### Problem 1
In the colon and rectal surgery text, how often does the entire team meet to discuss patients?
### Problem 2
Please extract from the colon and rectal surgery text the passage starting at "The interdisciplinary colon" and ending at "for anorectal diseases.".
### Problem 3
Continue the colon and rectal surgery text from where it stops.

The colon and rectal surgeons at Penn Medicine believe that good diagnosis and staging complemented by skilled surgery leads to good outcomes. We have expertise in emphasizing sphincter-saving rectal surgery and minimally invasive (laparoscopic/robotic) procedures. Our continued adoption of innovation in surgical techniques and procedures assists us in finding what best fits each patient’s individual condition. 

We also believe that the most important way to ensure quality diagnosis, staging and aftercare is to collaborate with other specialists. That's why our entire team — surgeons, gastroenterologists, medical oncologists, radiation oncologists, nurses, etc. — meets on a weekly basis to discuss our patients and determine the best course of treatment, together.

Conditions Treated with Colon or Rectal Surgery

Colon Cancer Program

Comprehensive Cancer Care

The interdisciplinary colon and rectal cancer program is comprised of colon and rectal specialist surgeons, medical oncologists, gastroenterologists, radiation oncologists, a nurse navigator and many more. As part of the Abramson Cancer Center patients have access to advanced radiation therapy options, chemotherapy and biologic therapies, clinical trials and support services for full-spectrum cancer care and long-term care. Learn more about the program.

Anorectal Disease 

Illnesses located in the anus and rectum are considered anorectal disease. We offer both operative and medical therapies for anorectal diseases. 

The most common anorectal diseases are: 

  • Hemorrhoids — Large, saclike blood vessels similar to varicose veins located in and around the anus and lower rectum that may bleed or prolapse.
  • Anal fissures — Cuts or tears in the perianal skin. . Patients with anal fissures experience severe pain and sometimes bleeding after a bowel movement. Penn surgeons offer both medical and surgical options for treatment.
  • Anal fistulas — Tiny tracts that develop between the anus and other structures as a result of inflammation and infection. Patients with anal fistulas may have problems with chronic drainage and intermittent pain.
  • Perirectal abscess — Inflammation and infection just under the skin. A perirectal abscess can be swollen, red, tender and very painful. It requires surgical drainage.

[Collected data entries]
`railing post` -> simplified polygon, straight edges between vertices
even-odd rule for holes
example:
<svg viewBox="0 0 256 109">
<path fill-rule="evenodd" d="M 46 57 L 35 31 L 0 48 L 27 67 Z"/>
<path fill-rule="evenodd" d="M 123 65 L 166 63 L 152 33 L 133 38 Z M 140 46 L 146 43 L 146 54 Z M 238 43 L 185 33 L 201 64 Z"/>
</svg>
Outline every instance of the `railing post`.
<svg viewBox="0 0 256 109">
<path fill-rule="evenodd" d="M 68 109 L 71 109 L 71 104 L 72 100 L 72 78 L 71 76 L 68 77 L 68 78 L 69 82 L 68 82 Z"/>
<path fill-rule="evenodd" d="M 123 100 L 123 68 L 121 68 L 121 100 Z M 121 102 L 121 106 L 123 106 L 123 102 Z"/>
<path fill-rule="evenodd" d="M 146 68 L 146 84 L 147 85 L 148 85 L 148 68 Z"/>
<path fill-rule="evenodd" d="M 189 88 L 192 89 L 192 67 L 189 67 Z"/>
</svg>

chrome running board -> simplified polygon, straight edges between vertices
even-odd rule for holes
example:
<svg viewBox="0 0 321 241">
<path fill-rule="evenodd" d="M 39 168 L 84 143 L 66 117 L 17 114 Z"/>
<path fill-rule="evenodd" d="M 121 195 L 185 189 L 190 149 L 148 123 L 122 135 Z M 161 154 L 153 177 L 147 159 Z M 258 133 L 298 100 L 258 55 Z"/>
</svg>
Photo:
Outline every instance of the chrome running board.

### Final answer 1
The team meets on a weekly basis.

### Final answer 2
The interdisciplinary colon and rectal cancer program is comprised of colon and rectal specialist surgeons, medical oncologists, gastroenterologists, radiation oncologists, a nurse navigator and many more. As part of the Abramson Cancer Center patients have access to advanced radiation therapy options, chemotherapy and biologic therapies, clinical trials and support services for full-spectrum cancer care and long-term care. Learn more about the program.

Anorectal Disease 

Illnesses located in the anus and rectum are considered anorectal disease. We offer both operative and medical therapies for anorectal diseases.

### Final answer 3
  • Rectovaginal fistulas — An opening between the rectum and vagina may occur as a result of childbirth, trauma or infection. 

Diverticular Disease 

Diverticulitis is caused by micro perforation, or tiny holes, of benign, sac-like herniation in the large intestine (colon) wall. Although typically treated by antibiotics, we recommend surgery when complications or continued infections arise.

Some complications that may occur and require surgery are: 

  • Colon-bladder or colon-vaginal fistula 
  • Abscess formation 
  • Free perforation (emergency) 
  • Chronic or recurrent infection (persistence of disease) 

Pelvic Floor Disorders

Pelvic floor disorders happen when muscles of the pelvic floor weaken or contract abnormally. Our surgeons are experienced in the diagnosis and the medical and surgical treatment of: 

  • Rectal prolapse — Rectal tissue protruding outside the body causing incontinence, bleeding, and pain. Different surgical options exist to correct this problem and are tailored to the needs of each patient. 
  • Fecal incontinence — Loss of stool control is an embarrassing, but common condition. Surgical repair of the anal sphincters or sacral nerve stimulation may, in select cases, be helpful in treating this problem.

Inflammatory Bowel Disease 

Inflammatory bowel disease (IBD) is an illness characterized by inflammation of either the small or large intestine or both.

Early recognition of this complex and often severe problem and careful medical management under the supervision of a gastroenterologist is the usual first-line strategy. However, when complications arise from the inflammation or when medical management fails, surgery may be needed.

The most common forms of IBD are: 

  • Crohn's disease — Inflammation can occur in both the small bowel (intestine) and the colon (large bowel). This form of IBD may cause small bowel or colonic strictures, fistulas or abscesses. Perianal abscesses, fistulas and fissures may be a part of this disease. 
  • Ulcerative colitis (UC) — Inflammation is confined to the inner lining of the colon and rectum.